## What the exercise asks
Reproduce verbatim only the lines from the one containing "Segment every instance of the black" through the last line below, both included.
--- Start of Exercise data ---
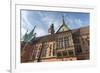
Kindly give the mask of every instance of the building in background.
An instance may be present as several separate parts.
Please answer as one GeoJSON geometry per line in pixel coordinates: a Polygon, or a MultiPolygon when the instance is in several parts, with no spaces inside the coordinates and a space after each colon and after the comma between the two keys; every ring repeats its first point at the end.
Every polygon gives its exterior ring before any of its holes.
{"type": "Polygon", "coordinates": [[[89,26],[71,30],[65,24],[57,32],[54,24],[48,35],[35,37],[34,29],[21,41],[21,63],[89,60],[89,26]]]}

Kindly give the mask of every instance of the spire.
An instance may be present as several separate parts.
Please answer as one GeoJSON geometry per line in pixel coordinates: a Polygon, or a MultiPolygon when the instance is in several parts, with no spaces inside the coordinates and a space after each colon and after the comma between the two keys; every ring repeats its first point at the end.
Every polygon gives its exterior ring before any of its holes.
{"type": "Polygon", "coordinates": [[[62,15],[62,25],[65,25],[64,15],[62,15]]]}
{"type": "Polygon", "coordinates": [[[51,24],[50,28],[48,29],[48,33],[49,34],[54,34],[55,33],[54,24],[51,24]]]}
{"type": "Polygon", "coordinates": [[[62,15],[62,25],[60,26],[60,28],[57,30],[56,33],[58,32],[64,32],[64,31],[68,31],[68,25],[66,25],[65,21],[64,21],[64,15],[62,15]]]}

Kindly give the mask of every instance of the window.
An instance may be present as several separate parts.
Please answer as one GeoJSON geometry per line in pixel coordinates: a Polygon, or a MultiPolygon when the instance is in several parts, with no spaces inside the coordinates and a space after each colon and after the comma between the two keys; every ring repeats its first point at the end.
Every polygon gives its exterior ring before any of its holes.
{"type": "Polygon", "coordinates": [[[73,50],[69,50],[68,53],[69,53],[69,56],[73,56],[74,55],[73,50]]]}
{"type": "Polygon", "coordinates": [[[67,51],[64,51],[63,52],[63,56],[67,56],[67,51]]]}
{"type": "Polygon", "coordinates": [[[47,48],[43,48],[42,57],[46,57],[46,54],[47,54],[47,48]]]}
{"type": "Polygon", "coordinates": [[[57,57],[58,57],[58,58],[59,58],[59,57],[62,57],[61,52],[58,52],[58,53],[57,53],[57,57]]]}
{"type": "Polygon", "coordinates": [[[50,48],[49,48],[49,56],[51,56],[51,50],[52,50],[52,44],[50,44],[50,48]]]}
{"type": "Polygon", "coordinates": [[[44,44],[42,48],[42,57],[46,57],[48,45],[44,44]]]}

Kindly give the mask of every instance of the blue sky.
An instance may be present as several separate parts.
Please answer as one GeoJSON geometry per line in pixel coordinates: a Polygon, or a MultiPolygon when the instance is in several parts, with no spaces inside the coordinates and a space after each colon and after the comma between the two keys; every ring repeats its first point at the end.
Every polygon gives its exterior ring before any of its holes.
{"type": "Polygon", "coordinates": [[[21,10],[21,37],[27,31],[29,33],[35,25],[37,37],[47,35],[48,28],[52,23],[55,31],[57,31],[62,25],[62,16],[64,16],[65,23],[70,29],[77,29],[90,24],[89,13],[21,10]]]}

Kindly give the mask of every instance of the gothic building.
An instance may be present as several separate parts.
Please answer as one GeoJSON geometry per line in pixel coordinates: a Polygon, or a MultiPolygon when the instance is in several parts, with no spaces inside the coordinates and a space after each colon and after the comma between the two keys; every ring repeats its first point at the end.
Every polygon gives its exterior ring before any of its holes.
{"type": "Polygon", "coordinates": [[[33,36],[31,32],[25,34],[21,41],[22,63],[89,60],[89,26],[71,30],[63,18],[57,32],[51,24],[48,35],[33,36]]]}

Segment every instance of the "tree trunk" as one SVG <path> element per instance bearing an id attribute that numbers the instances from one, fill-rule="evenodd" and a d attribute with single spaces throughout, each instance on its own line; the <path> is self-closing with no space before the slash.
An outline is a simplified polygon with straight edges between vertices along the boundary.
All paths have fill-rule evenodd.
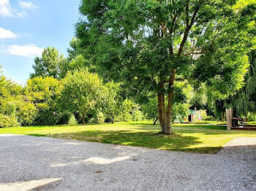
<path id="1" fill-rule="evenodd" d="M 175 81 L 176 70 L 173 69 L 170 74 L 169 85 L 168 85 L 168 96 L 167 105 L 165 109 L 165 95 L 164 95 L 164 85 L 160 85 L 159 91 L 157 94 L 158 99 L 158 117 L 161 126 L 161 132 L 163 134 L 170 135 L 172 133 L 170 122 L 172 119 L 173 112 L 173 101 L 174 96 L 174 81 Z"/>
<path id="2" fill-rule="evenodd" d="M 165 133 L 165 96 L 162 93 L 159 93 L 158 98 L 158 118 L 161 125 L 161 132 Z"/>
<path id="3" fill-rule="evenodd" d="M 153 123 L 154 125 L 156 125 L 157 120 L 158 120 L 158 117 L 157 117 L 156 120 L 154 120 L 154 122 Z"/>
<path id="4" fill-rule="evenodd" d="M 86 124 L 86 120 L 85 120 L 85 114 L 82 114 L 82 124 L 83 124 L 83 125 L 84 125 L 85 124 Z"/>

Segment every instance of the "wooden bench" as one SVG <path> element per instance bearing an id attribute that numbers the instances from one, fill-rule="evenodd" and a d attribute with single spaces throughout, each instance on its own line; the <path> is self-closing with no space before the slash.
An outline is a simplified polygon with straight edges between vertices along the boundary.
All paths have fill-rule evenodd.
<path id="1" fill-rule="evenodd" d="M 239 127 L 244 126 L 248 122 L 248 118 L 241 118 L 241 117 L 233 117 L 232 118 L 232 126 Z"/>

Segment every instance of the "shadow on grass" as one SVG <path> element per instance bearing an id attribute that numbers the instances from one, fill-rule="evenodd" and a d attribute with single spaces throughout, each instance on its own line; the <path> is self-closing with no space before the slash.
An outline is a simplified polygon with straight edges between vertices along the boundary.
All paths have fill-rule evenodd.
<path id="1" fill-rule="evenodd" d="M 220 147 L 187 148 L 188 147 L 196 145 L 201 142 L 198 141 L 197 138 L 194 136 L 182 136 L 176 133 L 173 133 L 171 136 L 165 136 L 159 134 L 157 131 L 131 132 L 129 130 L 88 130 L 48 135 L 29 135 L 199 153 L 217 153 L 220 149 Z"/>

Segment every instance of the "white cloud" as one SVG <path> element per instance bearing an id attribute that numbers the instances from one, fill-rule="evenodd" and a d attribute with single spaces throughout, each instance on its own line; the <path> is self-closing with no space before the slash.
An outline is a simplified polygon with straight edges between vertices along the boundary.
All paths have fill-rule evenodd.
<path id="1" fill-rule="evenodd" d="M 26 10 L 37 8 L 31 1 L 19 1 L 19 7 L 12 7 L 10 0 L 0 0 L 0 17 L 24 17 L 28 15 Z"/>
<path id="2" fill-rule="evenodd" d="M 13 55 L 23 57 L 35 57 L 42 55 L 43 48 L 37 47 L 34 44 L 25 45 L 10 45 L 7 47 L 6 52 Z"/>
<path id="3" fill-rule="evenodd" d="M 8 29 L 0 27 L 0 39 L 15 39 L 17 35 Z"/>
<path id="4" fill-rule="evenodd" d="M 34 5 L 30 1 L 19 1 L 20 7 L 24 9 L 34 9 L 37 8 L 37 6 Z"/>
<path id="5" fill-rule="evenodd" d="M 9 0 L 0 1 L 0 16 L 2 17 L 13 17 L 12 7 Z"/>
<path id="6" fill-rule="evenodd" d="M 28 16 L 28 13 L 26 11 L 19 12 L 17 12 L 17 16 L 22 18 Z"/>

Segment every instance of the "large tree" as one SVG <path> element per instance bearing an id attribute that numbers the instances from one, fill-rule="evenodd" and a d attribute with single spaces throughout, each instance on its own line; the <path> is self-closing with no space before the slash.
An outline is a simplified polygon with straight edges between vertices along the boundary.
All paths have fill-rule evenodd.
<path id="1" fill-rule="evenodd" d="M 162 133 L 170 134 L 176 80 L 203 82 L 219 95 L 241 87 L 255 4 L 240 1 L 83 0 L 76 36 L 105 80 L 157 96 Z"/>
<path id="2" fill-rule="evenodd" d="M 83 125 L 85 125 L 86 115 L 99 105 L 102 80 L 97 74 L 89 73 L 87 69 L 80 69 L 69 71 L 63 79 L 63 85 L 62 108 L 80 114 Z"/>

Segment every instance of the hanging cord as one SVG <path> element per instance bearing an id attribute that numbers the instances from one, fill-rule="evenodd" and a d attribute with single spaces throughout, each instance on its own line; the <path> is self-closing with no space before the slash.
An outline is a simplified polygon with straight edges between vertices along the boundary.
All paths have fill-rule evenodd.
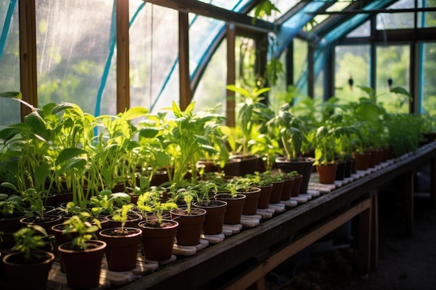
<path id="1" fill-rule="evenodd" d="M 101 103 L 103 95 L 103 90 L 104 90 L 104 87 L 106 86 L 106 82 L 107 81 L 107 77 L 109 76 L 109 70 L 111 68 L 111 61 L 112 60 L 112 57 L 114 56 L 114 51 L 115 50 L 115 46 L 116 43 L 116 1 L 114 0 L 114 6 L 112 8 L 112 19 L 111 24 L 111 42 L 109 45 L 109 53 L 107 56 L 107 59 L 106 60 L 106 65 L 104 65 L 104 70 L 103 71 L 103 75 L 102 76 L 102 81 L 100 82 L 100 87 L 98 88 L 98 92 L 97 94 L 97 100 L 95 102 L 95 116 L 99 116 L 100 114 L 101 109 Z M 129 28 L 132 26 L 132 24 L 137 18 L 137 16 L 139 13 L 139 11 L 142 10 L 142 8 L 145 6 L 145 2 L 143 2 L 135 13 L 134 14 L 132 19 L 130 19 L 129 22 Z M 97 134 L 96 131 L 95 131 L 95 134 Z"/>
<path id="2" fill-rule="evenodd" d="M 155 35 L 155 22 L 153 21 L 155 16 L 155 4 L 151 5 L 151 41 L 150 47 L 150 76 L 148 77 L 149 86 L 150 86 L 150 104 L 153 100 L 153 38 Z"/>
<path id="3" fill-rule="evenodd" d="M 10 22 L 12 22 L 12 16 L 14 14 L 16 6 L 17 0 L 12 0 L 9 3 L 8 13 L 6 13 L 6 17 L 5 18 L 5 24 L 3 26 L 1 35 L 0 35 L 0 60 L 1 59 L 1 56 L 3 56 L 3 51 L 4 51 L 5 46 L 6 45 L 6 38 L 8 38 L 9 28 L 10 27 Z"/>

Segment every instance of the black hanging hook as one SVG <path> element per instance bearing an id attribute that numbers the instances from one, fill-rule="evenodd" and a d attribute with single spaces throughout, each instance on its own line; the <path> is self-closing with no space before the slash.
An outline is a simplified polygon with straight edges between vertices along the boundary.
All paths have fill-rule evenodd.
<path id="1" fill-rule="evenodd" d="M 350 79 L 348 79 L 348 85 L 350 86 L 350 90 L 352 90 L 352 85 L 355 83 L 355 81 L 352 79 L 352 76 L 350 74 Z"/>
<path id="2" fill-rule="evenodd" d="M 389 90 L 392 90 L 392 83 L 394 83 L 394 81 L 392 79 L 389 78 L 387 79 L 387 85 L 389 86 Z"/>

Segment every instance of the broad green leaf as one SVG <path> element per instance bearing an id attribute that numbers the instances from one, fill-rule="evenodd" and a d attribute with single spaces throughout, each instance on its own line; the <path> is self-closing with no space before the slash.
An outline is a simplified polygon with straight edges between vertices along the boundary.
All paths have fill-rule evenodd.
<path id="1" fill-rule="evenodd" d="M 135 106 L 130 108 L 127 111 L 124 112 L 120 116 L 121 120 L 130 120 L 136 119 L 137 118 L 143 117 L 150 111 L 146 108 L 141 106 Z"/>
<path id="2" fill-rule="evenodd" d="M 21 94 L 21 92 L 10 91 L 10 92 L 0 92 L 0 97 L 9 97 L 9 98 L 21 99 L 22 97 L 22 95 Z"/>
<path id="3" fill-rule="evenodd" d="M 54 164 L 59 166 L 75 157 L 79 157 L 81 155 L 86 154 L 88 152 L 80 148 L 65 148 L 62 150 L 58 157 L 56 159 Z"/>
--- End of Exercise data ---
## Reply
Segment every instance of the black hanging hook as one SVG <path> element per instance bearing an id attribute that numbers the instances from one, fill-rule="evenodd" and a d attribute with single spaces throughout, each instance on its own line; the <path> is self-closing with no space before the slash.
An outline is a simplified polygon with straight edges between vertices along the boundary.
All paths have fill-rule evenodd.
<path id="1" fill-rule="evenodd" d="M 350 79 L 348 79 L 348 85 L 350 86 L 350 90 L 352 90 L 352 85 L 355 83 L 355 81 L 352 79 L 352 76 L 350 74 Z"/>
<path id="2" fill-rule="evenodd" d="M 389 90 L 392 90 L 392 83 L 394 83 L 394 81 L 392 79 L 389 78 L 387 79 L 387 85 L 389 86 Z"/>

Segment every instance of the broad green leaf as one SVG <path> element per instance bearing an id attribute that numbers the instances from one, fill-rule="evenodd" and a d attribute with single spaces throughout, each instance on its own line; the <path> is self-closing with no space before the slash.
An outline is a simplified polygon with straight edges between vertices along the boundary.
All paths have fill-rule evenodd.
<path id="1" fill-rule="evenodd" d="M 135 106 L 130 108 L 127 111 L 124 112 L 120 116 L 121 120 L 130 120 L 136 119 L 137 118 L 143 117 L 150 111 L 146 108 L 141 106 Z"/>
<path id="2" fill-rule="evenodd" d="M 21 94 L 21 92 L 10 91 L 10 92 L 0 92 L 0 97 L 9 97 L 9 98 L 21 99 L 22 97 L 22 95 Z"/>
<path id="3" fill-rule="evenodd" d="M 54 164 L 59 166 L 75 157 L 79 157 L 81 155 L 86 154 L 88 152 L 80 148 L 65 148 L 62 150 L 58 157 L 56 159 Z"/>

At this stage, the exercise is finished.